■ Activity ■
Set down, without alteration, the lines from the one that contains "Practice step: locate the small green" through the final line of the material below.

Start of Dataset content

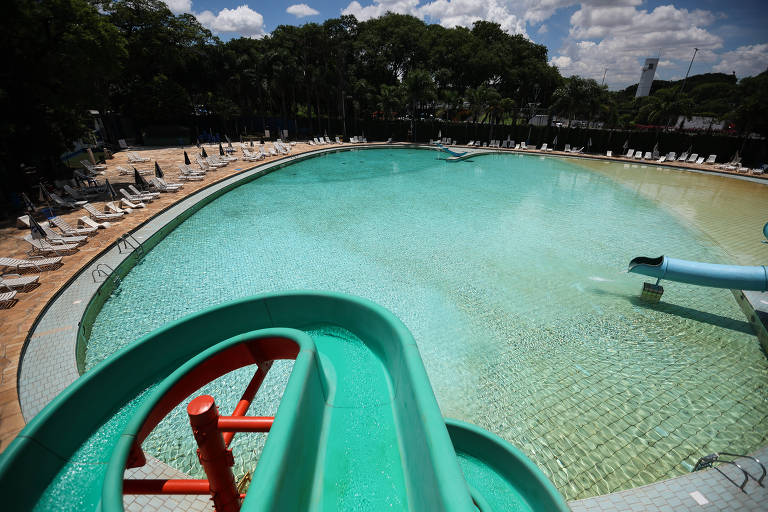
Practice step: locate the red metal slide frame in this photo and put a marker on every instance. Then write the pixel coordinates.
(213, 433)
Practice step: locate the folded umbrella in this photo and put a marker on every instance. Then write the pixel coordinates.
(141, 183)
(111, 194)
(36, 229)
(28, 204)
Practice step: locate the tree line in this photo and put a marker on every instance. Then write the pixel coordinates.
(136, 59)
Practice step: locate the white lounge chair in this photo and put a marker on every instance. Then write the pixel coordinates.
(133, 197)
(186, 175)
(86, 221)
(137, 192)
(101, 216)
(123, 208)
(7, 299)
(129, 172)
(177, 186)
(18, 283)
(79, 195)
(41, 246)
(164, 187)
(72, 205)
(93, 169)
(32, 264)
(55, 238)
(131, 206)
(217, 161)
(134, 157)
(69, 230)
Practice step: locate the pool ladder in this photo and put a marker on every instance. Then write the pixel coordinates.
(128, 241)
(102, 269)
(709, 461)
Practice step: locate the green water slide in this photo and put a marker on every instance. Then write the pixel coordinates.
(358, 427)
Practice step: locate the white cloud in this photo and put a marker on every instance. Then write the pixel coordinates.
(620, 37)
(381, 7)
(452, 13)
(301, 10)
(179, 6)
(744, 60)
(448, 13)
(241, 20)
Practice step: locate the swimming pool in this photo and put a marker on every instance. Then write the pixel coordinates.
(508, 269)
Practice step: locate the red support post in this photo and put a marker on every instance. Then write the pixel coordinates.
(213, 454)
(247, 397)
(232, 424)
(163, 486)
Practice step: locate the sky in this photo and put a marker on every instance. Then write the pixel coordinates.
(592, 38)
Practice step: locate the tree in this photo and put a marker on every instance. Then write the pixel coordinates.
(60, 57)
(664, 107)
(752, 113)
(417, 88)
(578, 97)
(390, 99)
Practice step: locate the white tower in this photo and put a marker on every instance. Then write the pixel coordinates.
(646, 78)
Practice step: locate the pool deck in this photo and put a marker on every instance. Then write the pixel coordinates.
(18, 322)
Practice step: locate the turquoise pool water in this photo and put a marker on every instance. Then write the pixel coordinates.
(509, 271)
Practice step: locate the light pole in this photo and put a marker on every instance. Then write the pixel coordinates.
(682, 86)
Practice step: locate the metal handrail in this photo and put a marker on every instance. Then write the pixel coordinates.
(709, 461)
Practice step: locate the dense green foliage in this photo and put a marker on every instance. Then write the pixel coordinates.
(136, 61)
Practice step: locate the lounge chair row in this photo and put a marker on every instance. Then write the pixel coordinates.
(319, 141)
(693, 158)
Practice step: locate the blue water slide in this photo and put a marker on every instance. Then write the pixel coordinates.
(734, 277)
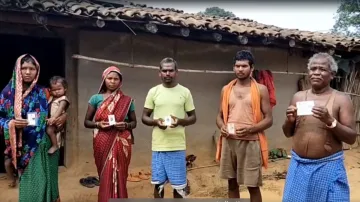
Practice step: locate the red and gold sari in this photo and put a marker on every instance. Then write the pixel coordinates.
(112, 148)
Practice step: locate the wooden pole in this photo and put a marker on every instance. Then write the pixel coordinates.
(124, 64)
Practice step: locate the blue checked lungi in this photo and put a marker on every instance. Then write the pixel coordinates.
(317, 180)
(169, 166)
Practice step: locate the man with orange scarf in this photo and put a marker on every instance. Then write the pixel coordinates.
(245, 112)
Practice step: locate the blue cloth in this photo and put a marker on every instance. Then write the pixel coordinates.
(319, 180)
(169, 166)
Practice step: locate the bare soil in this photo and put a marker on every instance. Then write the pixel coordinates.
(204, 182)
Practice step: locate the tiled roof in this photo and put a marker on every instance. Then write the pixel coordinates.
(130, 11)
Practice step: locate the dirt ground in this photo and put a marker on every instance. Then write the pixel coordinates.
(204, 182)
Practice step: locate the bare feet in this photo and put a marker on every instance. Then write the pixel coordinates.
(53, 149)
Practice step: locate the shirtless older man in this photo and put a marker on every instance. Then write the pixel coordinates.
(316, 171)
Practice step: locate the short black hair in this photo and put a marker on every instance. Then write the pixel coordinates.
(56, 79)
(168, 60)
(244, 55)
(27, 58)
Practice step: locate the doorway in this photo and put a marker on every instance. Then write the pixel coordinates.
(50, 53)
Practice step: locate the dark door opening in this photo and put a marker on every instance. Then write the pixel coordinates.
(50, 53)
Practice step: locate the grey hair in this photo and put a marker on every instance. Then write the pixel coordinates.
(330, 60)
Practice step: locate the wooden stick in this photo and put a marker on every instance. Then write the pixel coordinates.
(125, 64)
(208, 166)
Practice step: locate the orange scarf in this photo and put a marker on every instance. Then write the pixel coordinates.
(255, 100)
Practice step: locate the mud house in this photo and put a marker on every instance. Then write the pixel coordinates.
(56, 31)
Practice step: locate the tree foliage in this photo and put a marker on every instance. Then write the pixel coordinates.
(348, 18)
(218, 12)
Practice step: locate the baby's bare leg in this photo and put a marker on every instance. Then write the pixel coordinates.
(10, 172)
(51, 131)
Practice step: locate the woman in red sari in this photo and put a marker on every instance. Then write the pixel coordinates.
(112, 143)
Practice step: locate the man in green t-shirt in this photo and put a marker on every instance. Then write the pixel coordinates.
(173, 108)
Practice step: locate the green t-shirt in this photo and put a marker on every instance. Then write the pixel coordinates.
(164, 102)
(97, 99)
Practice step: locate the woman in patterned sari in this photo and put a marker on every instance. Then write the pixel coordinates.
(27, 143)
(112, 143)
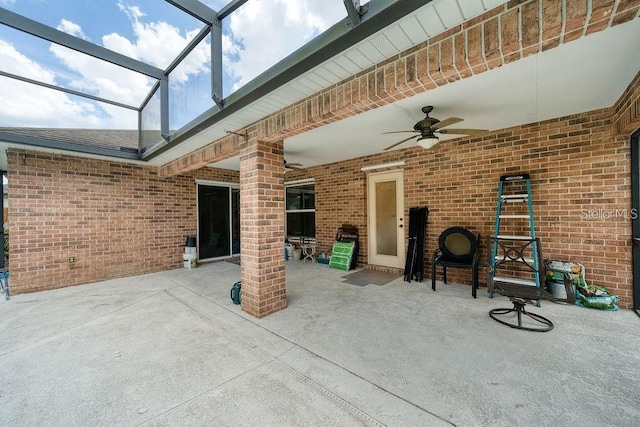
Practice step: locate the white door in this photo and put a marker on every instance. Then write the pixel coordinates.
(386, 222)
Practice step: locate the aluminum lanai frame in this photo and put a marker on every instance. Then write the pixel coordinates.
(360, 23)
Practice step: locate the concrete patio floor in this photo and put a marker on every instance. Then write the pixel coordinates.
(172, 349)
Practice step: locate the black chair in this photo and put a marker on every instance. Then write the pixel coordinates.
(512, 256)
(457, 248)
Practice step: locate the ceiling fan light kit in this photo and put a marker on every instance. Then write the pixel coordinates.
(429, 126)
(428, 142)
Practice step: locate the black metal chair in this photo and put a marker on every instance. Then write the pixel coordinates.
(457, 248)
(513, 256)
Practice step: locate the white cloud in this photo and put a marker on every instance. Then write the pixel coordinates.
(263, 33)
(26, 105)
(72, 28)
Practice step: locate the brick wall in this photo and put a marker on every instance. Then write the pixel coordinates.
(116, 219)
(580, 176)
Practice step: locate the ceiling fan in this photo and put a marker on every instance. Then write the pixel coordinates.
(429, 126)
(294, 166)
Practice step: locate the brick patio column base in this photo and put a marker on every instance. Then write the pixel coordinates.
(262, 214)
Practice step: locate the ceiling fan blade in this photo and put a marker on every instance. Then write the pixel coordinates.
(463, 131)
(398, 143)
(446, 122)
(401, 131)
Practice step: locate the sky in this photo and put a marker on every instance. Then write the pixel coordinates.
(255, 37)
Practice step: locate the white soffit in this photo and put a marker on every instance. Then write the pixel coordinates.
(392, 40)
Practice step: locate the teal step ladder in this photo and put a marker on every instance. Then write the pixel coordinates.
(513, 190)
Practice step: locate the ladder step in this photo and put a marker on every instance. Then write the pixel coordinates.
(515, 281)
(510, 178)
(504, 237)
(514, 197)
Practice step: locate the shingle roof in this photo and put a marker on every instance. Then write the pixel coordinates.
(114, 139)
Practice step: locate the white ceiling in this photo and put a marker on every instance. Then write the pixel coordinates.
(584, 75)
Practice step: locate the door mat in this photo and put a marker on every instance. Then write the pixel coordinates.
(366, 277)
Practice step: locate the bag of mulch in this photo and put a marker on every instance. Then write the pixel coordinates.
(590, 296)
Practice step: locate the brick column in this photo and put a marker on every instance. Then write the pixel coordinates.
(262, 227)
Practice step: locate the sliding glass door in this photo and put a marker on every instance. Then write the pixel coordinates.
(218, 221)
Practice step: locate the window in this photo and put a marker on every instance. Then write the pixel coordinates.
(301, 210)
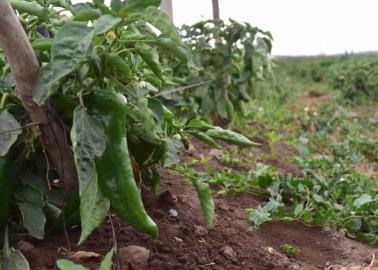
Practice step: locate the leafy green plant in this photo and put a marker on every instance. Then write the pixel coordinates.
(229, 60)
(97, 69)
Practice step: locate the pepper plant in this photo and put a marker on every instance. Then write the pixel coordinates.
(99, 78)
(229, 60)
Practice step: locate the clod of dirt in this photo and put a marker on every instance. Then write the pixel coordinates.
(228, 253)
(84, 255)
(25, 247)
(133, 257)
(173, 212)
(200, 231)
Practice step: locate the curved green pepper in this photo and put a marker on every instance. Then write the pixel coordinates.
(114, 168)
(5, 191)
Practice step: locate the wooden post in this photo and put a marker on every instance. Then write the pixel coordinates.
(167, 7)
(216, 15)
(24, 67)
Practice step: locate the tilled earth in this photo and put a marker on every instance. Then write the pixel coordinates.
(186, 243)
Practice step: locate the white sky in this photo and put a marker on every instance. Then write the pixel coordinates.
(299, 27)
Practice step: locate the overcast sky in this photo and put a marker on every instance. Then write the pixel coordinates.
(299, 27)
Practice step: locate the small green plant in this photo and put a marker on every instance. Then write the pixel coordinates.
(230, 59)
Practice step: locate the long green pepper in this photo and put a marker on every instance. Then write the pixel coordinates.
(114, 168)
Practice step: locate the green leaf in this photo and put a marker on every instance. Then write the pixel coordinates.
(116, 5)
(258, 216)
(106, 264)
(105, 23)
(151, 57)
(138, 5)
(88, 141)
(86, 14)
(31, 203)
(161, 21)
(93, 209)
(206, 139)
(206, 199)
(199, 124)
(34, 219)
(229, 136)
(69, 48)
(9, 131)
(68, 265)
(298, 209)
(14, 260)
(363, 199)
(41, 44)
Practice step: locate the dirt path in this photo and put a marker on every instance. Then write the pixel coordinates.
(186, 243)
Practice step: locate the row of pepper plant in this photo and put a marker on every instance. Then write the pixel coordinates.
(230, 60)
(100, 75)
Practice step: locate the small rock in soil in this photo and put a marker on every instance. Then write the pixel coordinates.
(133, 258)
(200, 231)
(25, 247)
(173, 212)
(228, 252)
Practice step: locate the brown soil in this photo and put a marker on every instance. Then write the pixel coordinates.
(186, 243)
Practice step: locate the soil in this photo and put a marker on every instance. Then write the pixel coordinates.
(186, 243)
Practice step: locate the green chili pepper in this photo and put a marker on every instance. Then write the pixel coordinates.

End of Dataset content

■ Solution to the exercise ■
Practice step: locate the small green plant in this photo and put a marker on every instance. Then write the pixel coordinates.
(230, 59)
Practice step: locate the long green pepper in this photo and put a marker on every instance. Then write the pixel coordinates.
(114, 168)
Practice step: locate the green leaf in this photo and put a marker on every instance. Then write the pixel coordinates.
(116, 5)
(258, 216)
(106, 264)
(105, 23)
(151, 57)
(138, 5)
(88, 141)
(86, 14)
(31, 203)
(161, 21)
(93, 209)
(206, 139)
(206, 199)
(199, 124)
(34, 219)
(229, 136)
(69, 48)
(9, 131)
(68, 265)
(298, 209)
(14, 260)
(363, 199)
(41, 44)
Practice step: locate the dirt path in this photo and put a marker on every instance. Then write the pixel coordinates.
(186, 243)
Practice step: locate the row of pepper plant in this photo and put a marker on every instance. Then write the pixel coordinates.
(230, 60)
(100, 75)
Practice step: locate the small rock in soil in this photo and put a marker on every instance. Then write the pixel coordinates.
(133, 258)
(200, 231)
(25, 247)
(173, 212)
(228, 252)
Practice step: locate the brown soil in this photo and put a marker on every instance. Then write the pixel coordinates.
(186, 243)
Practice step: locate the soil in this photo and put a marker on every instance. Then write the pixel coordinates.
(186, 243)
Practice step: locate the green chili pepper in this photo and put a marker on every instance. Then write the pixel coordinates.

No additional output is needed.